SHORT PROBLEM:
Arrange every line of the items below as a numbered list. Drop the blank lines and leave the pictures out.

--------------------

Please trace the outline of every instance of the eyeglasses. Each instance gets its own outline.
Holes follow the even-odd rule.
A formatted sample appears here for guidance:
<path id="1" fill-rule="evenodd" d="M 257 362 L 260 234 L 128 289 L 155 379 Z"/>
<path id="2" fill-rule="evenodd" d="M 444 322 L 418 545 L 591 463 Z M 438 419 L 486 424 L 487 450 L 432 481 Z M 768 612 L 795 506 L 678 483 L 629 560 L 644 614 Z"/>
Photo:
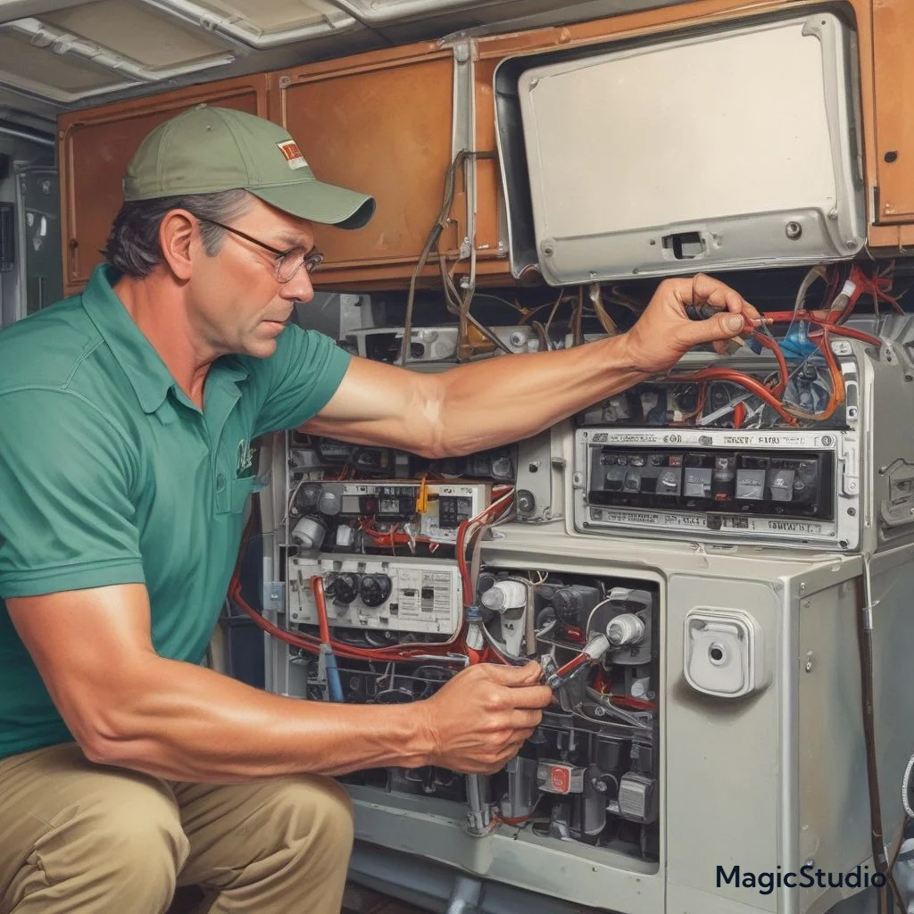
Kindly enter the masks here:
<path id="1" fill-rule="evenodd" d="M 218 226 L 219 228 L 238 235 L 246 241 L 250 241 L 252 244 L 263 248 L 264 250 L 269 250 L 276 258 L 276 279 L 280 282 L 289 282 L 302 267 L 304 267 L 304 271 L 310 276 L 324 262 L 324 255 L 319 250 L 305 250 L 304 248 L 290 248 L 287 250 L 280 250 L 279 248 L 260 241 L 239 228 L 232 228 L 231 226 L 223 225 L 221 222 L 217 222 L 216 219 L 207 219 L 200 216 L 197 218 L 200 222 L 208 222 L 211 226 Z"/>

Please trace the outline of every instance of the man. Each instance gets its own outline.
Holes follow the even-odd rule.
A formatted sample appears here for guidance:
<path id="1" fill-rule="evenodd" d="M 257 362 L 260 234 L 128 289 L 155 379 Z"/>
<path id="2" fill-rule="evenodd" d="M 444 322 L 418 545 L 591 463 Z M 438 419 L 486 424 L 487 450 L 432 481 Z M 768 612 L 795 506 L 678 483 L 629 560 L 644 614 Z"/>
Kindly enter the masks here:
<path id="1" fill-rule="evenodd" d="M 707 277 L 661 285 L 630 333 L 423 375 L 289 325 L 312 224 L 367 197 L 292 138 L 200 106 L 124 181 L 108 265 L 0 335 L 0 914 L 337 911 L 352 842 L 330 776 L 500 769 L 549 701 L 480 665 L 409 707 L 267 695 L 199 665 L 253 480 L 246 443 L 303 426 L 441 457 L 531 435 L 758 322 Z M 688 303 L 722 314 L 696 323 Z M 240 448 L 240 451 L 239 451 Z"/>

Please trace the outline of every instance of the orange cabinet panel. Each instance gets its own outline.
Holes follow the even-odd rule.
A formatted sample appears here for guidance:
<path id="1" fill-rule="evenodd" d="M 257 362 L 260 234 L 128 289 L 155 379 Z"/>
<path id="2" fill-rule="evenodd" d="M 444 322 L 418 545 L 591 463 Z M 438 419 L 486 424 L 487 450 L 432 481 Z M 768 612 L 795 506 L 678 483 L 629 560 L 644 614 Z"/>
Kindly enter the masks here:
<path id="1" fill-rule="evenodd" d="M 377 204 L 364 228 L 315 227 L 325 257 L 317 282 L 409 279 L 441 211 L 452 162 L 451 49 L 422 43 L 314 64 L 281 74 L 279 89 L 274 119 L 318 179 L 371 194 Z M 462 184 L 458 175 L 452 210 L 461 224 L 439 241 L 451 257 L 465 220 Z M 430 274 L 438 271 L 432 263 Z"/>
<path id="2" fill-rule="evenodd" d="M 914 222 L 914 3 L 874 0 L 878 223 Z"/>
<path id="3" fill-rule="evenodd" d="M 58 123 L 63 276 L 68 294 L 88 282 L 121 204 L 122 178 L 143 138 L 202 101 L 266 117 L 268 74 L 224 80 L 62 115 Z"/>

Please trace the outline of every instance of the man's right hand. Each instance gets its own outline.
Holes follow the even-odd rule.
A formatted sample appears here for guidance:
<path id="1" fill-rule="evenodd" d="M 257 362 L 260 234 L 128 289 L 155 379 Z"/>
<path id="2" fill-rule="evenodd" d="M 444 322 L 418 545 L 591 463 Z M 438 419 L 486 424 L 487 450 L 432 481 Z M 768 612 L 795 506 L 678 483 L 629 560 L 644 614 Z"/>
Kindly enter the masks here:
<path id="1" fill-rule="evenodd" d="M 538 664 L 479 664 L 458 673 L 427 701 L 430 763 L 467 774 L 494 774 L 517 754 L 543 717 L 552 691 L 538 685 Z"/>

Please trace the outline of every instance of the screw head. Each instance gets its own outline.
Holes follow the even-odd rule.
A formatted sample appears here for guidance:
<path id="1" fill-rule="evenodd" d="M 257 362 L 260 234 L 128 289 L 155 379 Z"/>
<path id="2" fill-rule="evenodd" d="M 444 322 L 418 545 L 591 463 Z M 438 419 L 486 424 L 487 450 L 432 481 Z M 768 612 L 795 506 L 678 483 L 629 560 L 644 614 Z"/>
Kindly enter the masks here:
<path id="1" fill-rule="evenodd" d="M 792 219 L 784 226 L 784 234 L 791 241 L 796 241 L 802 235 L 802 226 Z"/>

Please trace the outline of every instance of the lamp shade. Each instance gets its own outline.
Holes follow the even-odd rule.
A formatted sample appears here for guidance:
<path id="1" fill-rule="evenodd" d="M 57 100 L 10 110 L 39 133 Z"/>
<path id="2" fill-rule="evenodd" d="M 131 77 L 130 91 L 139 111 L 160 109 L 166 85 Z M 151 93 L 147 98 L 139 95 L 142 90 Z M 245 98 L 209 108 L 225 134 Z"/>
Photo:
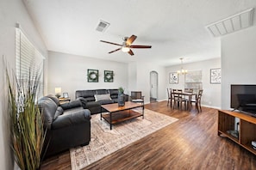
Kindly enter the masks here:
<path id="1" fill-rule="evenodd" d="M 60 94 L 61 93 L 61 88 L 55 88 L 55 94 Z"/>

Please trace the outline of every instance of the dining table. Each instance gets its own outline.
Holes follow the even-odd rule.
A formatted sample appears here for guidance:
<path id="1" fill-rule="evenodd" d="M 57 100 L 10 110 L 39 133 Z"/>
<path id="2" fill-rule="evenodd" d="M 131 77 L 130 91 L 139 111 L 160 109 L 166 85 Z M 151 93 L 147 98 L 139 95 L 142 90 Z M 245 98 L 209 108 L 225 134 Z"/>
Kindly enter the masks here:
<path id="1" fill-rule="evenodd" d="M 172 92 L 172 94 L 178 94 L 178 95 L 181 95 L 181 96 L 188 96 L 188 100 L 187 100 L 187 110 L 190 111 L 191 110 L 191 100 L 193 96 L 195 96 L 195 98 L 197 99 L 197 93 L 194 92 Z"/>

--------------------

SOLUTION FOR THIS EXERCISE:
1. Please trace the outline of every instance of the eyeglasses. Each instance gets its own outline.
2. Holes follow the even-odd rule.
3. A formatted sample appears here for guidance:
4. <path id="1" fill-rule="evenodd" d="M 257 362 L 260 234 L 128 289 L 155 379 Z"/>
5. <path id="2" fill-rule="evenodd" d="M 444 322 L 418 545 L 591 463 Z M 438 419 L 486 424 L 487 450 L 432 481 Z M 768 612 L 795 506 L 678 483 L 629 560 L 644 614 Z"/>
6. Photo:
7. Kindly enter the masks here:
8. <path id="1" fill-rule="evenodd" d="M 218 226 L 219 228 L 238 235 L 246 241 L 250 241 L 252 244 L 263 248 L 264 250 L 269 250 L 276 258 L 276 279 L 280 282 L 289 282 L 302 267 L 304 267 L 304 271 L 310 276 L 324 262 L 324 255 L 319 250 L 305 250 L 304 248 L 290 248 L 287 250 L 280 250 L 279 248 L 260 241 L 239 228 L 232 228 L 231 226 L 223 225 L 221 222 L 217 222 L 216 219 L 207 219 L 200 216 L 197 218 L 200 222 L 208 222 L 211 226 Z"/>
9. Please trace the outline of every instance of the man. Each instance gets its own outline.
10. Holes follow the even-odd rule.
11. A formatted sample appears here for guidance:
12. <path id="1" fill-rule="evenodd" d="M 257 362 L 260 234 L 128 289 L 155 379 Z"/>
13. <path id="2" fill-rule="evenodd" d="M 444 322 L 418 545 L 591 463 Z M 438 419 L 486 424 L 487 450 L 432 481 Z M 768 612 L 795 506 L 678 483 L 629 560 L 644 614 Z"/>
14. Kindly enter the masks here:
15. <path id="1" fill-rule="evenodd" d="M 707 277 L 661 285 L 630 333 L 423 375 L 289 325 L 312 224 L 367 197 L 292 138 L 200 106 L 124 181 L 108 265 L 0 335 L 0 914 L 337 911 L 352 842 L 330 776 L 500 769 L 549 701 L 480 665 L 409 707 L 267 695 L 199 665 L 253 480 L 246 443 L 303 426 L 441 457 L 531 435 L 758 322 Z M 688 303 L 722 314 L 696 323 Z M 240 448 L 240 451 L 239 451 Z"/>
16. Please trace the outline of every instance of the orange cabinet panel. Each instance gets its own outline.
17. Holes follow the even-odd rule.
18. A formatted sample appears here for guidance:
19. <path id="1" fill-rule="evenodd" d="M 257 362 L 260 234 L 128 289 L 155 379 Z"/>
20. <path id="2" fill-rule="evenodd" d="M 444 322 L 418 545 L 591 463 Z M 438 419 L 486 424 L 487 450 L 432 481 Z M 768 612 L 795 506 L 678 483 L 629 560 L 644 614 Z"/>
21. Kindly enter the masks here:
22. <path id="1" fill-rule="evenodd" d="M 377 204 L 364 228 L 315 227 L 325 257 L 317 282 L 409 279 L 441 211 L 452 162 L 451 49 L 422 43 L 314 64 L 281 74 L 279 89 L 274 119 L 318 179 L 371 194 Z M 462 184 L 458 175 L 452 210 L 461 224 L 439 241 L 451 257 L 465 220 Z M 430 274 L 438 271 L 432 263 Z"/>
23. <path id="2" fill-rule="evenodd" d="M 914 222 L 914 3 L 874 0 L 878 223 Z"/>
24. <path id="3" fill-rule="evenodd" d="M 58 123 L 63 276 L 68 294 L 88 282 L 121 204 L 122 178 L 143 138 L 202 101 L 266 117 L 268 74 L 224 80 L 62 115 Z"/>
25. Please trace the outline of every instance of the man's right hand. Each instance gets its own outline.
26. Holes follow the even-odd rule.
27. A formatted sample appears here for guidance:
28. <path id="1" fill-rule="evenodd" d="M 257 362 L 260 234 L 128 289 L 155 379 Z"/>
29. <path id="2" fill-rule="evenodd" d="M 444 322 L 418 545 L 591 463 Z M 438 419 L 486 424 L 487 450 L 432 481 Z M 768 612 L 795 506 L 678 483 L 629 560 L 644 614 Z"/>
30. Kindly enter the masks here:
31. <path id="1" fill-rule="evenodd" d="M 538 664 L 479 664 L 458 673 L 427 701 L 430 763 L 467 774 L 494 774 L 517 754 L 543 717 L 552 691 L 538 685 Z"/>
32. Please trace the outline of every instance of the screw head. Each instance gets its own outline.
33. Holes follow the even-odd rule.
34. A formatted sample appears here for guidance:
35. <path id="1" fill-rule="evenodd" d="M 257 362 L 260 234 L 128 289 L 155 379 Z"/>
36. <path id="2" fill-rule="evenodd" d="M 444 322 L 418 545 L 591 463 Z M 438 419 L 486 424 L 487 450 L 432 481 Z M 768 612 L 795 506 L 678 483 L 629 560 L 644 614 Z"/>
37. Kindly enter the masks here:
38. <path id="1" fill-rule="evenodd" d="M 792 219 L 784 226 L 784 234 L 791 241 L 796 241 L 802 235 L 802 226 Z"/>
39. Please trace the outline of every instance of the lamp shade. Each instance gets its own outline.
40. Holes follow the even-odd rule.
41. A formatted sample appears here for guidance:
42. <path id="1" fill-rule="evenodd" d="M 57 100 L 10 110 L 39 133 Z"/>
43. <path id="2" fill-rule="evenodd" d="M 131 77 L 130 91 L 139 111 L 160 109 L 166 85 Z M 151 93 L 147 98 L 139 95 L 142 90 Z M 245 98 L 209 108 L 225 134 Z"/>
44. Photo:
45. Kindly enter the masks here:
46. <path id="1" fill-rule="evenodd" d="M 60 94 L 61 93 L 61 88 L 55 88 L 55 94 Z"/>
47. Please trace the outline of every instance of the dining table. Each instance gets its own outline.
48. Holes follow the even-odd rule.
49. A formatted sample appears here for guidance:
50. <path id="1" fill-rule="evenodd" d="M 57 100 L 10 110 L 39 133 Z"/>
51. <path id="2" fill-rule="evenodd" d="M 131 77 L 130 91 L 139 111 L 160 109 L 166 85 Z M 151 93 L 147 98 L 139 95 L 142 90 Z M 245 98 L 209 108 L 225 134 Z"/>
52. Kindly enter the masks here:
53. <path id="1" fill-rule="evenodd" d="M 172 92 L 172 94 L 178 94 L 178 95 L 181 95 L 181 96 L 188 96 L 188 100 L 187 100 L 187 110 L 190 111 L 191 110 L 191 100 L 193 96 L 195 96 L 195 98 L 197 99 L 197 93 L 194 92 Z"/>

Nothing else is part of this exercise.